** Passage provided follows **

Wait for their confirmation — or their correction. Then close with: “Before our next session, I’d like you to [specific action]. Can you commit to that?” The action should be small enough to actually happen and meaningful enough to move something forward.
Confirm next steps, including actions for the student and whether follow-up coaching is required.
Key Questions to Ask #
Use these selectively — don’t ask all of them. Choose the ones that fit the conversation as it unfolds.
- “Tell me what’s going on for you right now.” — Opens the conversation without leading them anywhere.
- “What brought you to Pathfinder Campus at this point in your life?” — Gets at motivation and timing, which reveals urgency.
- “If this coaching works, what’s different six months from now?” — Forces a concrete outcome, not just a feeling.
- “What have you already tried?” — Tells you what’s not working and prevents you from recommending the same thing.
- “What’s the biggest thing getting in the way right now?” — Surfaces the obstacle they’re most aware of.
- “If you could solve just one thing — the thing that unlocks everything else — what would it be?” — Cuts through noise to the real priority.
- “What does success actually look like? How would you know you’d got there?” — Pins down a measurable outcome.
- “What are you most afraid of?” — Use carefully. Powerful when trust is already present in the room.
Best Practices #
- Talk less than 30% of the time. If you’re filling silence, you’re coaching yourself, not the student. Silence after a hard question is productive — let it breathe for three to five seconds before you jump in.

** End of Passage provided **

▶ **Action item**
Extend the coaching session guide by writing what comes next, picking up after its final sentence on letting silence breathe.

** Material shown follows **

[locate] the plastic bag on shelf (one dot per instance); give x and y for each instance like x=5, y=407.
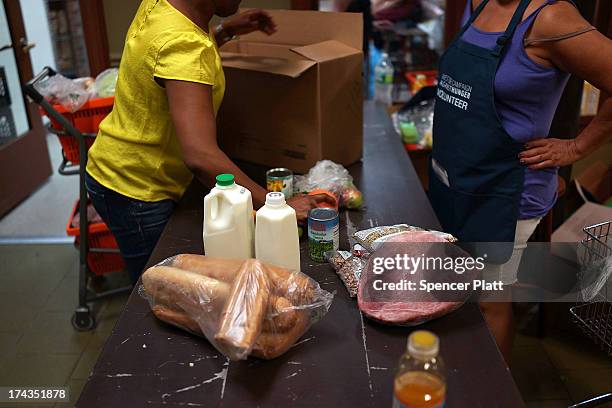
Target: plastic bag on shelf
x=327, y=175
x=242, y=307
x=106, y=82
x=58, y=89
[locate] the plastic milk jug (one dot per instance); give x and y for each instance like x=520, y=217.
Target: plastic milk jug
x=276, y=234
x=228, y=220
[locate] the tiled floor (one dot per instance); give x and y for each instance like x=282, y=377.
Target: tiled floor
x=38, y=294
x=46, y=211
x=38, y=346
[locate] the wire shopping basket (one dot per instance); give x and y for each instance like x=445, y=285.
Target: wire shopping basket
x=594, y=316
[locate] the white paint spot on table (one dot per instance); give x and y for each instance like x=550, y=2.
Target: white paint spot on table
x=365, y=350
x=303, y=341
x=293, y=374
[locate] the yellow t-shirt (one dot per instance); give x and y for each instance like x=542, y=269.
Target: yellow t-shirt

** End of Material shown **
** Material shown follows **

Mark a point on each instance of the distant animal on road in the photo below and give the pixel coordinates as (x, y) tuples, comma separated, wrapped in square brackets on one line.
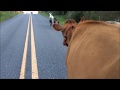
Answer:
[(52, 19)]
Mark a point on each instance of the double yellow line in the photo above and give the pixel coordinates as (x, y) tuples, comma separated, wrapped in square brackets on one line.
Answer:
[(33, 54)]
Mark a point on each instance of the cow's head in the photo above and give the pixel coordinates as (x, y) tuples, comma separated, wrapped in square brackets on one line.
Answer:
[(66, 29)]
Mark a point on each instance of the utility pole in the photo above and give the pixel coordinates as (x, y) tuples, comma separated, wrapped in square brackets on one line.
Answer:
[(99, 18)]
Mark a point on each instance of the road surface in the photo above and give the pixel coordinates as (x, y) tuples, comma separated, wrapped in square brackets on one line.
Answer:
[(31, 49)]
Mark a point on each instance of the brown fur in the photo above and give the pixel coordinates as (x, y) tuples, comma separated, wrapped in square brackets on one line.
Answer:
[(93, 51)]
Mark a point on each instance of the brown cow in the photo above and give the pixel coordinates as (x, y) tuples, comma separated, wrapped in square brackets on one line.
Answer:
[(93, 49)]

** End of Material shown **

▶ **Written answer**
- Take notes visibly. Write things down in front of them. It signals that what they’re saying matters and gives you material to reflect back accurately.
- Reflect before you respond. Before asking your next question, briefly repeat back the key thing you just heard. “So what I’m hearing is… is that right?” This builds trust faster than anything else.
- Name one focus, not five. The instinct to cover everything in the first session kills momentum. One clear focus beats a broad strategy every time at this stage.
- End with a commitment, not a plan. The intake session closes with one small, concrete action — not a roadmap. Momentum matters more than comprehensiveness right now.
- Watch your body language on video. Nodding, leaning slightly forward, and keeping eye contact on a call signals presence. Looking away or typing while they talk does real damage.
Common Mistakes #
- Jumping to advice before you have the full picture. The student mentions they’re struggling with job applications and you immediately suggest a resume fix. You haven’t asked what’s actually going on yet. Advice given too early lands as generic and misses the real problem.
- Asking stacked questions. “What are your goals, and what’s been stopping you, and have you done anything about it yet?” This overwhelms the student and they’ll answer only the easiest part. Ask one question. Wait. Ask the next.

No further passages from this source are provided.